» TASK BRIEF
Copy everything in the listing from the line containing "Provide the outline of every instance of the shop" down to the line containing "74 42 L 96 43", reproducing each line precisely and including both of those lines.

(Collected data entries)
★ ★ ★ ★ ★ ★ ★

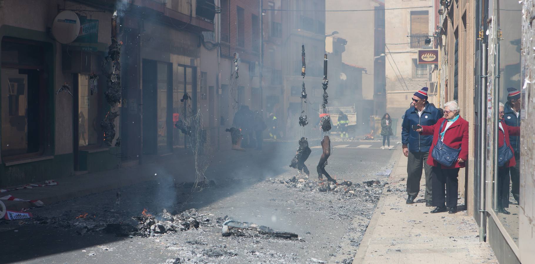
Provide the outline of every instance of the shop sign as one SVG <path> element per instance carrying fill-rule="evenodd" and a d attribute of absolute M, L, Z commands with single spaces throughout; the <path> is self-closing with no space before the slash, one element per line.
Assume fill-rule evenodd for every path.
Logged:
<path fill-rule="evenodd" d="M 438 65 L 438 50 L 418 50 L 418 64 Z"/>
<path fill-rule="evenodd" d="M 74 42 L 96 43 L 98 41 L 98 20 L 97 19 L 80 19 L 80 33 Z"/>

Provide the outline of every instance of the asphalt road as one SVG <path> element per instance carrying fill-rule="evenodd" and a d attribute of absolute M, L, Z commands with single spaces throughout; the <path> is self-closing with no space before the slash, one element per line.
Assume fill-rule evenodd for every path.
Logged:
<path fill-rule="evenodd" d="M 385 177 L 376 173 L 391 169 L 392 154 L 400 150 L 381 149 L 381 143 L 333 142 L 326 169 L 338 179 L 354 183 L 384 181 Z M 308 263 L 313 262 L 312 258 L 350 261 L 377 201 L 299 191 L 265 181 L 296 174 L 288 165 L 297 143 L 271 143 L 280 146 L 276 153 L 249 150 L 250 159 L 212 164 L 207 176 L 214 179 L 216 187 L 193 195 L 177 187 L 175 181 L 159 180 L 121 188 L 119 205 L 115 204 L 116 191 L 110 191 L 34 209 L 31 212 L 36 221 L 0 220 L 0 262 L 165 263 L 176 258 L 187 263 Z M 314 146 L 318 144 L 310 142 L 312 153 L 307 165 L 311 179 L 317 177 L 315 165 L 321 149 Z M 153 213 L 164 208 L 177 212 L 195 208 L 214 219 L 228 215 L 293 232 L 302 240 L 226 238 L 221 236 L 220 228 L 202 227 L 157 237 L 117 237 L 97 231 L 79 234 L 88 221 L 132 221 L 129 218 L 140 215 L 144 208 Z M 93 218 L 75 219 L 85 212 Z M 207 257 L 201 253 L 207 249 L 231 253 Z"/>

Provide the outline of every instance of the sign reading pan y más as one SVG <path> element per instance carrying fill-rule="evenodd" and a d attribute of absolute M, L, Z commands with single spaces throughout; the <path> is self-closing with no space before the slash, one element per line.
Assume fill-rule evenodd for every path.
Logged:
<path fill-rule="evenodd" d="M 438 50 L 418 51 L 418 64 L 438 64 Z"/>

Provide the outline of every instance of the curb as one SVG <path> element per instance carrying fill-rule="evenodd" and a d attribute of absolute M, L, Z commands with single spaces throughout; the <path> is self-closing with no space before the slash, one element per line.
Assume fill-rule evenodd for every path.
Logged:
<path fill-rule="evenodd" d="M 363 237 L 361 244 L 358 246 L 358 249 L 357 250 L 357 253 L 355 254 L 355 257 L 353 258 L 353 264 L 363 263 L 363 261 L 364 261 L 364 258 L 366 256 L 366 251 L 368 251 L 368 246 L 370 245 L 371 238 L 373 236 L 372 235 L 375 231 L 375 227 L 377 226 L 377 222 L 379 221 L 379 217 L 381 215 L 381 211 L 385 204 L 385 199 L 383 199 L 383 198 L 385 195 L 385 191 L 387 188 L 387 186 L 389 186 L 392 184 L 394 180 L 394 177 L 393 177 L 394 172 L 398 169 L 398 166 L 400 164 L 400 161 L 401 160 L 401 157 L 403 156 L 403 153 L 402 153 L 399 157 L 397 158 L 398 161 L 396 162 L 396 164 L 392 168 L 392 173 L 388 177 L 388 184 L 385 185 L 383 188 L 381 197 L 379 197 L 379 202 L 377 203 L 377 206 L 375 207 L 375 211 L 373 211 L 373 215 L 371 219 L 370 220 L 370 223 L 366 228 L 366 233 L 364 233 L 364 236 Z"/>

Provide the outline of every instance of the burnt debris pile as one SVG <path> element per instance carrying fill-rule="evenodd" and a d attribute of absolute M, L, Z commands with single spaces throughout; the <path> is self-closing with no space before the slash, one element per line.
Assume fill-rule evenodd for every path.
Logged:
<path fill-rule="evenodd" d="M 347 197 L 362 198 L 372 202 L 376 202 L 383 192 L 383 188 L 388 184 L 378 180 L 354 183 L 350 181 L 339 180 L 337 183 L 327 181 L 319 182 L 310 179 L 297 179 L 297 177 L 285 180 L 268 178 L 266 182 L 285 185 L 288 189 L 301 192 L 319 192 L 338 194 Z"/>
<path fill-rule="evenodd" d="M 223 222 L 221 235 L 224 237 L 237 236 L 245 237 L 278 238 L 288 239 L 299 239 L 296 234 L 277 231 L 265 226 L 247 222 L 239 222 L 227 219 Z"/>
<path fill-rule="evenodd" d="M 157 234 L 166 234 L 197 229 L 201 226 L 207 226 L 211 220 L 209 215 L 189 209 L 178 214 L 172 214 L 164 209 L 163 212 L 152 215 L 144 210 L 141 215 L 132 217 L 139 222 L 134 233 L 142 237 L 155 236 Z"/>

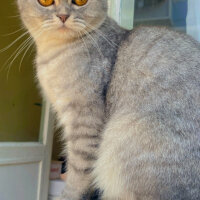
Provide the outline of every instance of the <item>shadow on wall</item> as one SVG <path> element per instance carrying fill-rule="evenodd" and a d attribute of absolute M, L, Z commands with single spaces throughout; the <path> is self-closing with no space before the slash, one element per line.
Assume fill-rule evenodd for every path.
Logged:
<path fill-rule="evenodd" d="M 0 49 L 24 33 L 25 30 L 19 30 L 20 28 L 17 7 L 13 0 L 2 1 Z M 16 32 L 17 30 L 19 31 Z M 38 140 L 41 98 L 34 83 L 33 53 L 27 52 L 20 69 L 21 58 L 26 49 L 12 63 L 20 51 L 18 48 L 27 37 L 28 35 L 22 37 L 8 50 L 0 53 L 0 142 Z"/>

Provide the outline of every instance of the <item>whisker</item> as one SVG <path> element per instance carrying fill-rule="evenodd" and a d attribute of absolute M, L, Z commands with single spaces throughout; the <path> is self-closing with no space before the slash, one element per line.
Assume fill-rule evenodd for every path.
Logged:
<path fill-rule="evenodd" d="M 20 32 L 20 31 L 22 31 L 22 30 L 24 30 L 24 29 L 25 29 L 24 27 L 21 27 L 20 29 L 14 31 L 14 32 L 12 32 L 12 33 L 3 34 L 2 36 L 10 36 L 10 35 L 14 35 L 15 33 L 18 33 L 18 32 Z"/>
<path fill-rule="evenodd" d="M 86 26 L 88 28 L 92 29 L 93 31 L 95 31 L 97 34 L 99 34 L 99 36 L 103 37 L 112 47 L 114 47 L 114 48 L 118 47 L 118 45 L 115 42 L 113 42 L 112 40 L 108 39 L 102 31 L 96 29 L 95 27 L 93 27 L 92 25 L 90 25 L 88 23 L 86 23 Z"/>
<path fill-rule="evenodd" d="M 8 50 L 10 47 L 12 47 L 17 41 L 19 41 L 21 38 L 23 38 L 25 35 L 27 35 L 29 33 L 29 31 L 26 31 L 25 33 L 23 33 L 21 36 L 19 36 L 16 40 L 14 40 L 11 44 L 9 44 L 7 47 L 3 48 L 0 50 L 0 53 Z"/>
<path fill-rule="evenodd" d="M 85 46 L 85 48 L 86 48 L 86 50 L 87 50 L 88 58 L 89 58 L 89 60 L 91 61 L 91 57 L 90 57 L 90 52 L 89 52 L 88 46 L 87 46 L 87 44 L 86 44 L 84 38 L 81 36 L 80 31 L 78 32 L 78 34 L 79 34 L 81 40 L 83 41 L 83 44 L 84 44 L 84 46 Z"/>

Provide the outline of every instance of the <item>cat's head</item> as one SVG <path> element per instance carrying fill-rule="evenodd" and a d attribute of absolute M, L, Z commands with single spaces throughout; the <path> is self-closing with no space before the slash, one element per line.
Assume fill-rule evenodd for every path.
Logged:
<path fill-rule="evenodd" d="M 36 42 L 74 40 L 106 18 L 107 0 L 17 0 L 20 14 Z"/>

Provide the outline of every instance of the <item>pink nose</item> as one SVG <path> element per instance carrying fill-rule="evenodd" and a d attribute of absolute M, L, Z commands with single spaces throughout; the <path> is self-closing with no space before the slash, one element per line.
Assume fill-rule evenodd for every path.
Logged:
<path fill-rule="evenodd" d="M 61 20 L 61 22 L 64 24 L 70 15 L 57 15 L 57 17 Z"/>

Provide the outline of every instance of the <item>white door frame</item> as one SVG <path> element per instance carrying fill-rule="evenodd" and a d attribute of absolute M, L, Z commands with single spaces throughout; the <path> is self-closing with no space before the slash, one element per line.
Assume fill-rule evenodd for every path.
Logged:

★ ★ ★ ★ ★ ★ ★

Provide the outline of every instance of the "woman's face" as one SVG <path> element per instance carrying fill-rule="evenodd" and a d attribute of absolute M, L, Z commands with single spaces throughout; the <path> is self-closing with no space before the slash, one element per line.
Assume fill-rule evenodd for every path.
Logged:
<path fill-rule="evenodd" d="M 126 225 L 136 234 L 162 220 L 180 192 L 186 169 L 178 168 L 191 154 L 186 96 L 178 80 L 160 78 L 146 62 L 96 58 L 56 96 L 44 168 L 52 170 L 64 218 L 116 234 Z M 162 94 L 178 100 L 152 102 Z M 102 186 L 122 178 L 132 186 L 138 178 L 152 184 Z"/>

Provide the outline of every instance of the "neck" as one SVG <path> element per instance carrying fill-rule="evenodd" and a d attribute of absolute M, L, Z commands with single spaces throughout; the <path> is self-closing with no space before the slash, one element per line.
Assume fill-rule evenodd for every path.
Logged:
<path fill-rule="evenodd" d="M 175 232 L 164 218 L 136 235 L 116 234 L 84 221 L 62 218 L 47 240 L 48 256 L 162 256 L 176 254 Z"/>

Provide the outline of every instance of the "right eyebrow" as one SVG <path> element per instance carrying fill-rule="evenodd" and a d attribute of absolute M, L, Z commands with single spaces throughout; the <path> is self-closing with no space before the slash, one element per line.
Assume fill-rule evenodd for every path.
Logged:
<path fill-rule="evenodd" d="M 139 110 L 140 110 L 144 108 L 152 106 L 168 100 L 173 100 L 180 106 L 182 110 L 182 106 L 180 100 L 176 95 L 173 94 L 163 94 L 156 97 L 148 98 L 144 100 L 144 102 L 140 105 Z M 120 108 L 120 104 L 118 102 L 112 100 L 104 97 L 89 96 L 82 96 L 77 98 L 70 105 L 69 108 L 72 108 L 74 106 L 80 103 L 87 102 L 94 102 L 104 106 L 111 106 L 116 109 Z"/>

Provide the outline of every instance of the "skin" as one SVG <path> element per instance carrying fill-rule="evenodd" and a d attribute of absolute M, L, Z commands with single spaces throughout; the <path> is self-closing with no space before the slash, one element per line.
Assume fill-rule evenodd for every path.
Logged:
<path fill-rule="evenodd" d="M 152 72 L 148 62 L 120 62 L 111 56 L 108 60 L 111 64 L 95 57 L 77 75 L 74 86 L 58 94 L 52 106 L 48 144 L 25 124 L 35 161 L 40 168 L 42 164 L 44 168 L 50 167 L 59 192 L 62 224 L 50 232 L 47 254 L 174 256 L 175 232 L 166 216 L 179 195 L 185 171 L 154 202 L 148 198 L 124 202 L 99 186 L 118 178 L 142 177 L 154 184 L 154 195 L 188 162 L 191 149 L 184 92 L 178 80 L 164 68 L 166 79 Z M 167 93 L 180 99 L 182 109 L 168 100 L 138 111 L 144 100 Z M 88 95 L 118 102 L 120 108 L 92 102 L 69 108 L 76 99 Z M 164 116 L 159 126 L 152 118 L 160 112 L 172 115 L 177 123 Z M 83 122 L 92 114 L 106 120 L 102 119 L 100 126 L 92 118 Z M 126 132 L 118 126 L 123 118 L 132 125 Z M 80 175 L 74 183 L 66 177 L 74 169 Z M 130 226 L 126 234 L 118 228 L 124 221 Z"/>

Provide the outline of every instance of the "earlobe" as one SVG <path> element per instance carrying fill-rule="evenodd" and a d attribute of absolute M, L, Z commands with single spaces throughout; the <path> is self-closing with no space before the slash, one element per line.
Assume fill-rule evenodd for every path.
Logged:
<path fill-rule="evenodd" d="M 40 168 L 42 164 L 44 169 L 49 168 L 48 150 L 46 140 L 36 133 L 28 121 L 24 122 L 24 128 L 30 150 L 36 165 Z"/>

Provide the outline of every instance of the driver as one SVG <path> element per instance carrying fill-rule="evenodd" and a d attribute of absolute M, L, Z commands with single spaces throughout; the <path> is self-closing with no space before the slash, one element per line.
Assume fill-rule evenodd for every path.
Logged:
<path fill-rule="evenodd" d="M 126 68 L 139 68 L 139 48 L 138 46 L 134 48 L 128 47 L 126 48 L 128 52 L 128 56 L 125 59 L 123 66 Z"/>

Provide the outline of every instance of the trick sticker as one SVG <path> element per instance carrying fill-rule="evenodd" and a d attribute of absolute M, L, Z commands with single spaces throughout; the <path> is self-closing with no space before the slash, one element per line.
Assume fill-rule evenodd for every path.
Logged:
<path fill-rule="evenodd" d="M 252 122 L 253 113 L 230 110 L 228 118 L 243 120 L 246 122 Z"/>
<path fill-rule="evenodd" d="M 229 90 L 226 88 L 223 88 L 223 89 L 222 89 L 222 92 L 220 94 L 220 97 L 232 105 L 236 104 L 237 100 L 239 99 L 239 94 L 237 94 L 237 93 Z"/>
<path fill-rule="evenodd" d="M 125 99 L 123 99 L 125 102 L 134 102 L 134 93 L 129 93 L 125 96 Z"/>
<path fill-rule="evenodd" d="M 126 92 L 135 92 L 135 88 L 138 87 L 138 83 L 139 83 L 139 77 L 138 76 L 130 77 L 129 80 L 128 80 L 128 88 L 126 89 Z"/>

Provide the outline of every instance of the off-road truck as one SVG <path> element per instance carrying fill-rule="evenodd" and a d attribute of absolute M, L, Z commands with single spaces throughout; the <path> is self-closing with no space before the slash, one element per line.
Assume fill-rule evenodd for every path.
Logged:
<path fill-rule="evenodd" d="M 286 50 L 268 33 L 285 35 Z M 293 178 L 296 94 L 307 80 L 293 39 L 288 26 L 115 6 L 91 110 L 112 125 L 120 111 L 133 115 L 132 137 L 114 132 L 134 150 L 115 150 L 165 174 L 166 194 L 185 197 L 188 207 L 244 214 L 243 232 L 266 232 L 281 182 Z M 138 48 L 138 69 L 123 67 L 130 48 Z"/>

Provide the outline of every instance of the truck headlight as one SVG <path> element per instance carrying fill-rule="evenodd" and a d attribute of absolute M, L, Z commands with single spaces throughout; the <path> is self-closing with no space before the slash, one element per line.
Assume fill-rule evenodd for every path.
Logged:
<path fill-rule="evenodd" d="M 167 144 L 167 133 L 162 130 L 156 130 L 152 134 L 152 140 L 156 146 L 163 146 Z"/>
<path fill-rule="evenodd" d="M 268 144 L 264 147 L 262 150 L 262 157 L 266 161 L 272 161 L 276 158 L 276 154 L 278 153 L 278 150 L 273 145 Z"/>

★ ★ ★ ★ ★ ★ ★

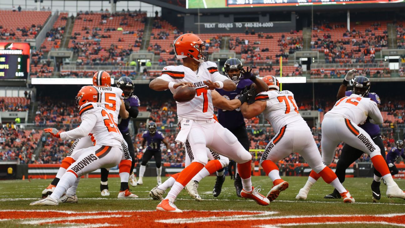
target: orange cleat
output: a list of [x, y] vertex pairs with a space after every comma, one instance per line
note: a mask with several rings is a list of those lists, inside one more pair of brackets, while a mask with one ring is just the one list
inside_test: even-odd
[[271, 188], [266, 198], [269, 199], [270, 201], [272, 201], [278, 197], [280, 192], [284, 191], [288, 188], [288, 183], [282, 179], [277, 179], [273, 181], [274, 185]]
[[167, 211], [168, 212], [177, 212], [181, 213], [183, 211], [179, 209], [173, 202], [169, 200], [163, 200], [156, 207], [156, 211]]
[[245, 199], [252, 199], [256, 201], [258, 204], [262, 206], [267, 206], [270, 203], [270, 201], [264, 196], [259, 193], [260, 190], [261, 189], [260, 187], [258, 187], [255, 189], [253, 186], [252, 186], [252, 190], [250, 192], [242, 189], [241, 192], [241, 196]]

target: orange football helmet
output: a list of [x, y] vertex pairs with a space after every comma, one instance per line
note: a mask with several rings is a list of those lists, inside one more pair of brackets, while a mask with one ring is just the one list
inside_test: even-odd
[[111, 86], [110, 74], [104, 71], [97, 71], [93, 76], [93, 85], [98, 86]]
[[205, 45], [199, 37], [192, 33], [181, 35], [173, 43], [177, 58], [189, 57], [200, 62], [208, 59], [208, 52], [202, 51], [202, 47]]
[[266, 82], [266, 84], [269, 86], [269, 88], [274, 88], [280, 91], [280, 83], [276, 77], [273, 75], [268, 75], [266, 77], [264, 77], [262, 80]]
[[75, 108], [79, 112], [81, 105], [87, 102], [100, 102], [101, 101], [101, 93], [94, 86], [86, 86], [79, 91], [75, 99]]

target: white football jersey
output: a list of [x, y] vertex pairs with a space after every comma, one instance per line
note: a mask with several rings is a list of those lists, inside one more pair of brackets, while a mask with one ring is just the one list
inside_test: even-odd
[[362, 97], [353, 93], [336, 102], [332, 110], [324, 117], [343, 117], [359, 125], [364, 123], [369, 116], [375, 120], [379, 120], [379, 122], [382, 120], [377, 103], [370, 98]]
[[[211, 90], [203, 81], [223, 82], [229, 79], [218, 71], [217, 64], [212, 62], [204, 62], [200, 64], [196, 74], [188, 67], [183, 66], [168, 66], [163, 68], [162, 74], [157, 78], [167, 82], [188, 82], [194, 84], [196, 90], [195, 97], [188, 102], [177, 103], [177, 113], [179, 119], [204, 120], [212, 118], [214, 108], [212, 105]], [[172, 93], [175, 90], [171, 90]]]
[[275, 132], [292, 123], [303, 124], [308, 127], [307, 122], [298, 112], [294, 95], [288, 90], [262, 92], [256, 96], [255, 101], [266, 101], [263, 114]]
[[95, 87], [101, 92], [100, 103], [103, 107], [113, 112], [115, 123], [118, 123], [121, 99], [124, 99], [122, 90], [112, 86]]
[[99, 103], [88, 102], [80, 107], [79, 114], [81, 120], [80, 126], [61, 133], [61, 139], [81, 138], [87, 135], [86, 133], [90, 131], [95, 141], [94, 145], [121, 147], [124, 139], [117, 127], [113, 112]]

★ ★ ★ ★ ★ ★ ★

» EXERCISE RESPONSE
Provide the outline of every instance of the shop sign as one SVG <path> element per instance carrying fill-rule="evenodd" and a d attribute of absolute M, L, Z commands with single spaces throughout; the <path> is self-closing with no space before the slash, one element per line.
Assume fill-rule evenodd for every path.
Logged:
<path fill-rule="evenodd" d="M 438 65 L 438 50 L 418 50 L 418 64 Z"/>
<path fill-rule="evenodd" d="M 74 42 L 96 43 L 98 41 L 98 20 L 97 19 L 80 19 L 80 33 Z"/>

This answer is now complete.